Linear Regression with Python and Spark
We will examine a dataset with Ecommerce Customer Data for a company’s website. Then we will build a regression model that will predict the customer’s yearly spend on the company’s product.
Table of contents
The installation of Python and Pyspark and the introduction of theory the linear regression is given here.
Linear Regression with Python
import matplotlib.pyplot as plt
import pandas as pd
import pylab as pl
import numpy as np
%matplotlib inline
from sklearn import linear_model
regr = linear_model.LinearRegression()
Understanding the Data
df = pd.read_csv("Ecommerce_Customers.csv")
# take a look at the dataset
df.head(3)
Address | Avatar | Avg Session Length | Time on App | Time on Website | Length of Membership | Yearly Amount Spent | ||
---|---|---|---|---|---|---|---|---|
0 | [email protected] | 835 Frank TunnelWrightmouth, MI 82180-9605 | Violet | 34.497268 | 12.655651 | 39.577668 | 4.082621 | 587.951054 |
1 | [email protected] | 4547 Archer CommonDiazchester, CA 06566-8576 | DarkGreen | 31.926272 | 11.109461 | 37.268959 | 2.664034 | 392.204933 |
2 | [email protected] | 24645 Valerie Unions Suite 582Cobbborough, DC ... | Bisque | 33.000915 | 11.330278 | 37.110597 | 4.104543 | 487.547505 |
Lets select some features that we want to use for regression.
cdf = df[["Avg Session Length", "Time on App",
"Time on Website",'Length of Membership',"Yearly Amount Spent"]]
cdf.head(3)
Avg Session Length | Time on App | Time on Website | Length of Membership | Yearly Amount Spent | |
---|---|---|---|---|---|
0 | 34.497268 | 12.655651 | 39.577668 | 4.082621 | 587.951054 |
1 | 31.926272 | 11.109461 | 37.268959 | 2.664034 | 392.204933 |
2 | 33.000915 | 11.330278 | 37.110597 | 4.104543 | 487.547505 |
Lets plot Yearly Amount Spent values with respect to Length of Membership:
plt.scatter(cdf[["Length of Membership"]], cdf[["Yearly Amount Spent"]], color='blue')
plt.xlabel("Length of Membership")
plt.ylabel("Yearly Amount Spent")
plt.show()
In reality, there are multiple variables that predict the Yearly Amount Spent. When more than one independent variable is present, the process is called multiple linear regression. For example, predicting Yearly Amount Spent using Avg Session Length, Time on App, Time on Website and Length of Membership. The good thing here is that Multiple linear regression is the extension of simple linear regression model.

----------------------------------------

### Stated task 1
In the linear regression tutorial, what is the process called when more than one independent variable is present?
### Stated task 2
Extend the linear regression tutorial, beginning right after its last sentence.
The lines after this are separate from the linear regression tutorial.

### Source data
----------------------------------------

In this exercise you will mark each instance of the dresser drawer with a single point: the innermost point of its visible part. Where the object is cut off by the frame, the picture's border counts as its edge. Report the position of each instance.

----------------------------------------

### Task result 1
Multiple linear regression.

### Task result 2
Creating train and test dataset
Train/Test Split involves splitting the dataset into training and testing sets respectively, which are mutually exclusive. After which, you train with the training set and test with the testing set.
msk = np.random.rand(len(df)) < 0.8
train = cdf[msk]
test = cdf[~msk]
#### Train data distribution
plt.scatter(train[["Length of Membership"]], train[["Yearly Amount Spent"]], color='blue')
plt.xlabel("Length of Membership")
plt.ylabel("Yearly Amount Spent")
plt.show()
inputCols=["Avg Session Length", "Time on App",
"Time on Website",'Length of Membership']
x = np.asanyarray(train[inputCols])y = np.asanyarray(train[['Yearly Amount Spent']])
regr.fit (x, y)
# The coefficients
print ('Coefficients: ', regr.coef_)
Coefficients: [[25.2930502 39.10921682 0.26557361 61.71566227]]
Coefficient and Intercept , are the parameters of the fit line. Given that it is a multiple linear regression, with 3 parameters, and knowing that the parameters are the intercept and coefficients of hyperplane, sklearn can estimate them from our data. Scikit-learn uses plain Ordinary Least Squares method to solve this problem.
Prediction
y_hat= regr.predict(test[inputCols])
x = np.asanyarray(test[inputCols])
y = np.asanyarray(test[['Yearly Amount Spent']])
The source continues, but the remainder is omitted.